(Source records)
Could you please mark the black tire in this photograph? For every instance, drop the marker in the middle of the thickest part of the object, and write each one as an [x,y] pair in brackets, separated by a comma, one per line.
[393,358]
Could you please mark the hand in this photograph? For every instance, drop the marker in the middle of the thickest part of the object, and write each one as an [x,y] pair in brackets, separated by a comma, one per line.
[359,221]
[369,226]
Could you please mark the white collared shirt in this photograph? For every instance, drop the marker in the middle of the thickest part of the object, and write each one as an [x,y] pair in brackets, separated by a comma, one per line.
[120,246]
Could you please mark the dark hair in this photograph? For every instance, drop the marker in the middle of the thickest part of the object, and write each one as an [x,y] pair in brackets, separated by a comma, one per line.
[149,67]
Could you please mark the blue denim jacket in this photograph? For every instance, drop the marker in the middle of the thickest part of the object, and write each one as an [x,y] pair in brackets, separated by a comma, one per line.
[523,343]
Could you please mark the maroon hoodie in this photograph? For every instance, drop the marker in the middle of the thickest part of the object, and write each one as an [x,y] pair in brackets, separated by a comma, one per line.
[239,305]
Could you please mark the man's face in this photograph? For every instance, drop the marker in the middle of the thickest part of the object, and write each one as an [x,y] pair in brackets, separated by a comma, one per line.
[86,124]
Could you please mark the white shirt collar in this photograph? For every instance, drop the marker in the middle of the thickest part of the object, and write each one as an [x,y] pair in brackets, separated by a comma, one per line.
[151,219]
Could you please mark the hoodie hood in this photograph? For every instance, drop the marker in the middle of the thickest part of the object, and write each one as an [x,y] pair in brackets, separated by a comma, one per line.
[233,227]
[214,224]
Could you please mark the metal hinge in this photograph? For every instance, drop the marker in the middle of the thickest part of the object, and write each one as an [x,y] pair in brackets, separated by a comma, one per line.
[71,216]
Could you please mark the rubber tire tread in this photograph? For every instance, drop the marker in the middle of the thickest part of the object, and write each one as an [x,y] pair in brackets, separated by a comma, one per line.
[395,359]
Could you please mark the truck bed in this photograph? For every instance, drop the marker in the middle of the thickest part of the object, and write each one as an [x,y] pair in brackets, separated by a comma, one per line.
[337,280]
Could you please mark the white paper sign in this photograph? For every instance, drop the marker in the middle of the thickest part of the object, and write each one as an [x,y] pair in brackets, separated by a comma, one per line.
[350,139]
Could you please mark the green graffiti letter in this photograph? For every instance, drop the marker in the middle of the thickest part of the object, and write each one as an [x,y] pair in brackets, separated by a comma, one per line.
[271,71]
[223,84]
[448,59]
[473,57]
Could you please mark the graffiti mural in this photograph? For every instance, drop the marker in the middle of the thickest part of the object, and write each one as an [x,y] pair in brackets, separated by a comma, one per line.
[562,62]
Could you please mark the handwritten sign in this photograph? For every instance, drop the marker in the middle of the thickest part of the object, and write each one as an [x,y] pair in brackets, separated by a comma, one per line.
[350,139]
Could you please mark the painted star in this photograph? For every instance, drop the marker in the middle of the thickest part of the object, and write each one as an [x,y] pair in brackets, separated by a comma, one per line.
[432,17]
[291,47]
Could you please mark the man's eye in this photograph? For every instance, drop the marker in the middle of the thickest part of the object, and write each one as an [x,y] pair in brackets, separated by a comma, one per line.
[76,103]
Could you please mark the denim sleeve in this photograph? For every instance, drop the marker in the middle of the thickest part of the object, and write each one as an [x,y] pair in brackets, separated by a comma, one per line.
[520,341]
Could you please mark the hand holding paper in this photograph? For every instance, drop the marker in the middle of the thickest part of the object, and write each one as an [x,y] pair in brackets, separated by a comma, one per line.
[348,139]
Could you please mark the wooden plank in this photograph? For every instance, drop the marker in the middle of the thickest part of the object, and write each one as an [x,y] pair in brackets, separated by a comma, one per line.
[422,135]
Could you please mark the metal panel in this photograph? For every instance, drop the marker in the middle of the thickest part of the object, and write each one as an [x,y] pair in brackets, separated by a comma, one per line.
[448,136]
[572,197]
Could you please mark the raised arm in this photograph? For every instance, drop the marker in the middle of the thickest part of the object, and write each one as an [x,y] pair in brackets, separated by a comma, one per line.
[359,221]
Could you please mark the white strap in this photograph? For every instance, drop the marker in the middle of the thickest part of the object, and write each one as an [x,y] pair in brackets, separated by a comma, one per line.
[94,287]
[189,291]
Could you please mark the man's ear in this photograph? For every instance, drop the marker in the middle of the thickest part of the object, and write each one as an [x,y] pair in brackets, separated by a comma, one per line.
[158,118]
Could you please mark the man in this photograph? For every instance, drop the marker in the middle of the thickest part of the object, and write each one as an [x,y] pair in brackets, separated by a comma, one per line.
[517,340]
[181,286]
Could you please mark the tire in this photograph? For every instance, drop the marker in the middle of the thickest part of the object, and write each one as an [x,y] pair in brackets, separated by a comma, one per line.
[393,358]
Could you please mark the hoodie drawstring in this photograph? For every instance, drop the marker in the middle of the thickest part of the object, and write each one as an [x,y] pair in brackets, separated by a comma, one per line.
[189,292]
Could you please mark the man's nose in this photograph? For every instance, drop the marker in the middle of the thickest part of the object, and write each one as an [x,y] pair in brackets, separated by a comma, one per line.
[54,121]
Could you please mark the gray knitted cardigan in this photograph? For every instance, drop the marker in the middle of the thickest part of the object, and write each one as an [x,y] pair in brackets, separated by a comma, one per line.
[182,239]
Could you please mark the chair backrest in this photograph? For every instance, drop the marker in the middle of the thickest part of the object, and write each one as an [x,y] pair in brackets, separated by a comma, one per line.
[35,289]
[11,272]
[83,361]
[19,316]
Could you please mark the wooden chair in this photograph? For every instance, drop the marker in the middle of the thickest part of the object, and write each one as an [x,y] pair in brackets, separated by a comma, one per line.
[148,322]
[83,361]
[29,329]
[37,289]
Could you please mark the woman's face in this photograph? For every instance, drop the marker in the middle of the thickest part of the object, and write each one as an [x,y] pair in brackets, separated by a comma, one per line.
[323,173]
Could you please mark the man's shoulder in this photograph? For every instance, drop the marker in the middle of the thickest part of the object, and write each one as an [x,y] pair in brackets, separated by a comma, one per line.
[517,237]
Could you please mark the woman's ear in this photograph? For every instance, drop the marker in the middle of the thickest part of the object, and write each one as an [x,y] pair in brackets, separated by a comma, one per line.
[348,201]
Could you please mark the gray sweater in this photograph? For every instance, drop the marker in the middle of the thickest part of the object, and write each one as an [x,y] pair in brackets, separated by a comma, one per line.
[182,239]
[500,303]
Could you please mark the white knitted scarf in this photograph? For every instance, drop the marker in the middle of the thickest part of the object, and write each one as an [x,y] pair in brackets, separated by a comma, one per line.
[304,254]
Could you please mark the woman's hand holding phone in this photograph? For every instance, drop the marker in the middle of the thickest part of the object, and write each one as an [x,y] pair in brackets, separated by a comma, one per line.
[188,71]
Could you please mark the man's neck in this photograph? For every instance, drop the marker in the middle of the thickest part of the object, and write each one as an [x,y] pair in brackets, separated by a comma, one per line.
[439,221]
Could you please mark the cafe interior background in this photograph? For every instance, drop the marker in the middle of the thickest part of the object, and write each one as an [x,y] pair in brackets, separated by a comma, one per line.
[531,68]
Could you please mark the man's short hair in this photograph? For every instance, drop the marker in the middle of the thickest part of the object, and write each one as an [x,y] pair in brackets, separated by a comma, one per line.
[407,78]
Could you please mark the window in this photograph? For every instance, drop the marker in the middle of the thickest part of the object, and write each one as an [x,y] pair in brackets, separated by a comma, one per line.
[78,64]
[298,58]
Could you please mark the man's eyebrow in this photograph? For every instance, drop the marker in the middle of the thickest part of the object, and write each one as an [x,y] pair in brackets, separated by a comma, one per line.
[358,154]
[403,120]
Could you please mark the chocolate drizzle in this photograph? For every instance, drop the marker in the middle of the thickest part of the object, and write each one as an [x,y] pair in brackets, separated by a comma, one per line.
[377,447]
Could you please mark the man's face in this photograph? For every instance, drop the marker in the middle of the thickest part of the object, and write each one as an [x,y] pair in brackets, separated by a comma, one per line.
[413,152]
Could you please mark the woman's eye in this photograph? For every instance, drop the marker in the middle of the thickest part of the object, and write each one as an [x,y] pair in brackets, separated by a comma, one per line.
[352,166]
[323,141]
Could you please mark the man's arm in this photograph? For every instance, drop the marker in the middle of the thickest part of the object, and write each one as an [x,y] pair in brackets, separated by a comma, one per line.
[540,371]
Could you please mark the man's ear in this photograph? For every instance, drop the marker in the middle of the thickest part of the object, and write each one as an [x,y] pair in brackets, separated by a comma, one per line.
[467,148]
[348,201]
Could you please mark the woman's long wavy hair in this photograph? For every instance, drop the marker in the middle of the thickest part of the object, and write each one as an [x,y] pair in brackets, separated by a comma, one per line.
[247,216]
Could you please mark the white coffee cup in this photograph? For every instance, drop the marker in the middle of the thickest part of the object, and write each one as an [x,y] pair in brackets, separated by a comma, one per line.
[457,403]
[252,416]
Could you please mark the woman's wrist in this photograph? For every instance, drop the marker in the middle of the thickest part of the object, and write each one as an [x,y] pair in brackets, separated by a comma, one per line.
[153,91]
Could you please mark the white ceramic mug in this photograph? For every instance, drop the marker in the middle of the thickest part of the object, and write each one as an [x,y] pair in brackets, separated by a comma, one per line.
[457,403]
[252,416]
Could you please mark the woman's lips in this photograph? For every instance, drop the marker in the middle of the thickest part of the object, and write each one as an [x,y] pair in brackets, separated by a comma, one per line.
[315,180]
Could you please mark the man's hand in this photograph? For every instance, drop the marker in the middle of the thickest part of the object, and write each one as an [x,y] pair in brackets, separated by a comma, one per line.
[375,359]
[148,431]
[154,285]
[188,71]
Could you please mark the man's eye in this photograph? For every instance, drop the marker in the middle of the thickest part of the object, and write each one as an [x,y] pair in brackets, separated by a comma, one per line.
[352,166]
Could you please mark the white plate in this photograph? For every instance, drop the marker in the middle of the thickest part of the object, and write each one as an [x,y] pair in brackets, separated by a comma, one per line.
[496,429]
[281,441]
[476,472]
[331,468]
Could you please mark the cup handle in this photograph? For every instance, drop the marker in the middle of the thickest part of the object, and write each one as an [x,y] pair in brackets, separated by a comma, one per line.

Your goal. Give back exactly the lines running from the line containing "Could you please mark the woman's lips" through the end of the material above, both included, and nothing beyond them.

Solved exercise.
Could you please mark the woman's lips in this photograph? For every instance, drop the marker in the middle of the thickest part of the object, and write each one as an [x,y] pair in brackets, separated by a comma, one per line.
[315,180]
Could you please mark the man's hand in this photograph? For every instance, drop the marker in the middle of the thickest part of the object, and write each one as an [x,y] pair in brackets, separated by a comma, one per line.
[375,359]
[148,431]
[154,285]
[188,71]
Could you please mark the man's eye in this photograph? For every instance, drop the marker in the middle of the thickest part of the object, and write each one as an [x,y] pair in brackets, separated by a comma, one per line.
[352,166]
Could you please mark the white plate in this photograph? For every instance, drop the marker in the middle of the thickest part of the object, and write each one as an [x,y] pair in brackets, separated by a comma, one per line.
[496,429]
[281,441]
[476,472]
[331,468]
Could you please mark the cup handle in this photograph? For every instance, drop the marker in the middle of the thickest part of the object, and write each one as an [x,y] pair in brackets, separated by a comma, one per line.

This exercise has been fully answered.